*** MATERIAL FOR THE TASK ***

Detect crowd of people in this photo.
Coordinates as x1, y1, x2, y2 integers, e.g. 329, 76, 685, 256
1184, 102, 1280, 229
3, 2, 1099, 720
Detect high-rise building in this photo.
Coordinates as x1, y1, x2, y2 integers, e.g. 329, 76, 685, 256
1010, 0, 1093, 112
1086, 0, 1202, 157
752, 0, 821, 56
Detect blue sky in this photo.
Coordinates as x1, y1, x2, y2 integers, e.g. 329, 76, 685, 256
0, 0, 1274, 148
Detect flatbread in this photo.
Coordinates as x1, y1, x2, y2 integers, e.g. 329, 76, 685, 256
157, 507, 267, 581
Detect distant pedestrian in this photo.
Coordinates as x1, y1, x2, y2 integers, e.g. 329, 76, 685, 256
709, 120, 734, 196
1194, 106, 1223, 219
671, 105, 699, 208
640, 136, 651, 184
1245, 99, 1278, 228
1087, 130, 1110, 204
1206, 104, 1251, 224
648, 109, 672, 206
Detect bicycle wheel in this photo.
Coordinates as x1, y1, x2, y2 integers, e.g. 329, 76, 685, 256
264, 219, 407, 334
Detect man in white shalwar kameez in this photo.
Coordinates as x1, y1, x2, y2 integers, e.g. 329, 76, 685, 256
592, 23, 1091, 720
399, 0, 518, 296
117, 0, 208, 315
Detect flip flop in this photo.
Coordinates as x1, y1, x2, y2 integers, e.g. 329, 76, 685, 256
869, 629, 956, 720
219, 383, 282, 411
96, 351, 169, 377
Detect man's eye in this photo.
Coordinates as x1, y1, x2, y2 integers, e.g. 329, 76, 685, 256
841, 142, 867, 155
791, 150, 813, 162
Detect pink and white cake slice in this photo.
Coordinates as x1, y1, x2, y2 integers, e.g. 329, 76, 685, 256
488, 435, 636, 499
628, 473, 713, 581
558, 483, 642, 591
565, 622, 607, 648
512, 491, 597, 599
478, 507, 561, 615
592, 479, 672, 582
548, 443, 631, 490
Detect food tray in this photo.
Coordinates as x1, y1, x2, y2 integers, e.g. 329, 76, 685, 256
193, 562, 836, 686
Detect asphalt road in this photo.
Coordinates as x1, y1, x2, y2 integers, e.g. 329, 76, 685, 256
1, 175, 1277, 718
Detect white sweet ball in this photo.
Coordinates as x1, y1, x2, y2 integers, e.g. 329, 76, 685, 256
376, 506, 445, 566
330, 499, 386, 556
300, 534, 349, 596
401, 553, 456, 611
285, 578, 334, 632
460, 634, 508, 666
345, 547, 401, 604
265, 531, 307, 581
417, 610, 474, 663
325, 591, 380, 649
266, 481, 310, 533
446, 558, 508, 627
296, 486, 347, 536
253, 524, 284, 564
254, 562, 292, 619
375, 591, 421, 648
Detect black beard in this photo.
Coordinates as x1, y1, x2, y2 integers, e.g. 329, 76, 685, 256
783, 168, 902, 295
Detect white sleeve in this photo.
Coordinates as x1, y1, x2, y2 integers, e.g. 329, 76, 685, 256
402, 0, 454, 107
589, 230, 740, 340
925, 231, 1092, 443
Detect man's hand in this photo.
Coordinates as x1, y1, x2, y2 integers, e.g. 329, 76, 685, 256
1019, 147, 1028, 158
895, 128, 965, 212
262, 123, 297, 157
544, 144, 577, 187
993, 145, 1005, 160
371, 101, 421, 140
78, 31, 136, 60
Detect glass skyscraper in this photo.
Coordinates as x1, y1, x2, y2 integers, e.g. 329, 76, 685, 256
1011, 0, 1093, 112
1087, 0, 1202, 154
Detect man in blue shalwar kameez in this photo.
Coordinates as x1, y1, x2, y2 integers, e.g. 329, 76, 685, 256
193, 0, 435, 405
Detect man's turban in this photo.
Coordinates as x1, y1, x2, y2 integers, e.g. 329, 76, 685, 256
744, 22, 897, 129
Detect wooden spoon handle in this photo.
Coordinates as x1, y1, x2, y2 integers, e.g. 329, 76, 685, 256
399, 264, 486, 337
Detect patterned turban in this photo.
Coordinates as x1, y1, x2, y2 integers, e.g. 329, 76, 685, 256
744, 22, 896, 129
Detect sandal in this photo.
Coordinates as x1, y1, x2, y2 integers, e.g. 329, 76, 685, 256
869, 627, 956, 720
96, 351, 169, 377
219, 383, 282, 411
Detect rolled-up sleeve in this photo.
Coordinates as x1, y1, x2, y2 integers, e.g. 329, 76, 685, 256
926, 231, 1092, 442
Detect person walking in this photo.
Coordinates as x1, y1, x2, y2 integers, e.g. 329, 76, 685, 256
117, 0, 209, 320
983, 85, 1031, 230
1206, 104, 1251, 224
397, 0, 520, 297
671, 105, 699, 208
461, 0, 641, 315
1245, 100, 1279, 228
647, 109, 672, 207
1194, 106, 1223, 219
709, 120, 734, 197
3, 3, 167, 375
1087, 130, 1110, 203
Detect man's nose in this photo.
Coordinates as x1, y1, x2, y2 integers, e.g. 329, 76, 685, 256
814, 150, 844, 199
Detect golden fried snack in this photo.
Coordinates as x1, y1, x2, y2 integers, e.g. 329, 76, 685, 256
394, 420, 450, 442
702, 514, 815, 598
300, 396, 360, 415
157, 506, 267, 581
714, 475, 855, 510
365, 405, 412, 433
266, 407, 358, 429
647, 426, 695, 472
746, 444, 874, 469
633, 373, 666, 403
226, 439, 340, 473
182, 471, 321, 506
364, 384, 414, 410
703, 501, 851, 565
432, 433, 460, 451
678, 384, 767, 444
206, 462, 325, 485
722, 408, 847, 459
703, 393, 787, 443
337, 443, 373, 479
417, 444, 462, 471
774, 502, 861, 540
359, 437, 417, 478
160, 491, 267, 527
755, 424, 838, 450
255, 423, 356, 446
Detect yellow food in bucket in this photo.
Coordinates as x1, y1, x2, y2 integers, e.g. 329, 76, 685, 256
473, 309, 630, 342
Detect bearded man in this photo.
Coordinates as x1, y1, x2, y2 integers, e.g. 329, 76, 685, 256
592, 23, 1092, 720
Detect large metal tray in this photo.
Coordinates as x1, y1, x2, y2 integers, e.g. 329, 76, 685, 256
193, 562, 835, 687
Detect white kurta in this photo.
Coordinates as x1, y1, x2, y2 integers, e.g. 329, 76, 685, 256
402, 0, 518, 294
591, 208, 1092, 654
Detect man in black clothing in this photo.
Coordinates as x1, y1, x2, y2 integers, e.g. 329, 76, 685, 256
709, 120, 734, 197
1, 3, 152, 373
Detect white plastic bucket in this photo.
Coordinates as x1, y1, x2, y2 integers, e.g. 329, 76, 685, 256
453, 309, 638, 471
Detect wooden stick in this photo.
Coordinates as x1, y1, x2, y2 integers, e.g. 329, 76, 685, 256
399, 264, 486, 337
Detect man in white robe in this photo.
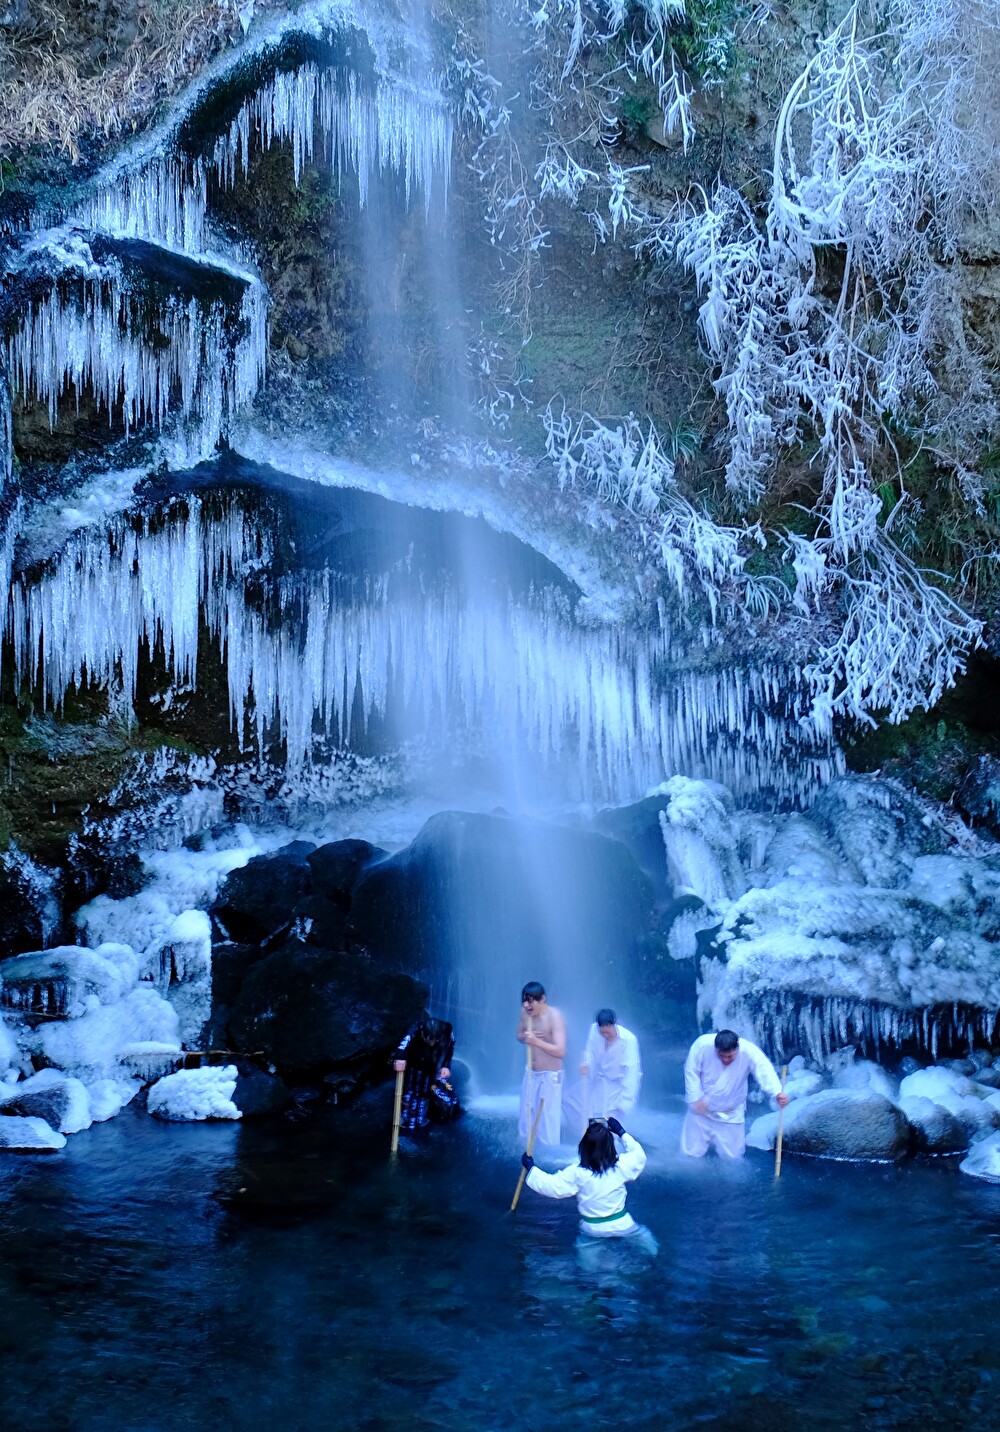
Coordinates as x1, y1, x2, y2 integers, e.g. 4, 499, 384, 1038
578, 1009, 642, 1125
681, 1028, 788, 1159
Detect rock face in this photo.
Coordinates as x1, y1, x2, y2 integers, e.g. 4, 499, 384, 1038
230, 941, 427, 1076
211, 841, 317, 944
351, 810, 654, 982
775, 1090, 910, 1161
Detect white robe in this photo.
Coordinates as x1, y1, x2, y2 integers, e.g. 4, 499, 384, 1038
526, 1132, 647, 1236
580, 1024, 642, 1121
681, 1033, 781, 1158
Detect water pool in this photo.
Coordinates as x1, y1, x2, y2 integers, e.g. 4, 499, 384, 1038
1, 1099, 998, 1432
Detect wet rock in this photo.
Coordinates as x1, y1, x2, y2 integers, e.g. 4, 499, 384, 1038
774, 1089, 910, 1161
0, 1113, 66, 1151
350, 810, 655, 981
307, 839, 385, 906
291, 894, 347, 949
230, 938, 427, 1076
232, 1066, 291, 1117
593, 794, 672, 893
211, 942, 267, 1007
211, 841, 315, 943
972, 1066, 1000, 1089
900, 1095, 968, 1154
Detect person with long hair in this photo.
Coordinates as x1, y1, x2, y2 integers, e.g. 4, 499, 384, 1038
392, 1014, 460, 1132
520, 1116, 652, 1244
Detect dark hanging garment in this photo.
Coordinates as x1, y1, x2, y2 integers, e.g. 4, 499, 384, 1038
393, 1016, 459, 1131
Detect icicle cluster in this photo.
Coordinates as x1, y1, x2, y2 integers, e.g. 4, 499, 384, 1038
3, 42, 451, 480
76, 66, 451, 256
745, 991, 1000, 1065
7, 497, 838, 807
6, 272, 266, 446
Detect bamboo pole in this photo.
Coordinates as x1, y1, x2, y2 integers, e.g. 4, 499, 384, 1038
390, 1067, 405, 1155
582, 1071, 590, 1134
511, 1097, 545, 1212
774, 1065, 788, 1178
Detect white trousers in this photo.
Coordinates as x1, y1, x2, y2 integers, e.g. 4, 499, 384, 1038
519, 1069, 563, 1146
681, 1109, 746, 1160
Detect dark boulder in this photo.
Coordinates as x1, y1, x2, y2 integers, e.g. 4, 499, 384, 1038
307, 839, 385, 907
232, 1066, 292, 1118
351, 809, 655, 977
211, 941, 268, 1007
781, 1090, 911, 1161
229, 939, 427, 1076
291, 894, 347, 949
592, 794, 672, 895
211, 841, 316, 943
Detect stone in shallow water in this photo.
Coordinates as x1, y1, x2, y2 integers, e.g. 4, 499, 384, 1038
0, 1113, 66, 1151
0, 1069, 91, 1134
752, 1089, 910, 1161
960, 1130, 1000, 1181
899, 1096, 968, 1154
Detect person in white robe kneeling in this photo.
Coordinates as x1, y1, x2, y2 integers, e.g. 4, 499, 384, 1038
681, 1028, 788, 1160
521, 1116, 654, 1249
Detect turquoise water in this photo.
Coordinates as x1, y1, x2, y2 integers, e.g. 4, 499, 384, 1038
1, 1098, 998, 1431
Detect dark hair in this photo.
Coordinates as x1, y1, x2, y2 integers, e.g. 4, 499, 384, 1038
419, 1015, 452, 1042
579, 1121, 618, 1174
715, 1029, 740, 1053
521, 981, 546, 1002
595, 1008, 616, 1028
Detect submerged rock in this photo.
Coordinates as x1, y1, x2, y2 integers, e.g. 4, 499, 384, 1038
232, 1066, 291, 1118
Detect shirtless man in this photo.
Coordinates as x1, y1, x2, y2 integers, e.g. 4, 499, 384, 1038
517, 981, 566, 1148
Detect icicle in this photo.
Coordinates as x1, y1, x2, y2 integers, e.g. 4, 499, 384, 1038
9, 495, 839, 802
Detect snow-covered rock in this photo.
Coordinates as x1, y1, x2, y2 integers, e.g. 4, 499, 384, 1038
29, 986, 179, 1076
86, 1077, 140, 1123
0, 944, 138, 1018
0, 1068, 92, 1133
899, 1096, 968, 1154
116, 1042, 183, 1084
0, 1114, 66, 1151
145, 909, 212, 1045
899, 1067, 977, 1103
832, 1060, 898, 1101
147, 1065, 241, 1121
960, 1131, 1000, 1182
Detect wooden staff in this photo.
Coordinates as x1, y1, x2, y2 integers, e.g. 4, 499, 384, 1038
582, 1071, 591, 1135
511, 1097, 545, 1212
390, 1067, 405, 1155
774, 1065, 788, 1178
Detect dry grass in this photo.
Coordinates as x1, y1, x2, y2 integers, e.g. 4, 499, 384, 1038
0, 0, 278, 165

*** End of MATERIAL FOR THE TASK ***

ACTIVITY ▸ Pick out every line above that holds the word "rock" and copy it.

YOUR SOLUTION ▸
Detect rock face in this photo.
Detect wet rock in this photo.
Detect submerged rock in this photo.
Detect snow-covered rock in this photo.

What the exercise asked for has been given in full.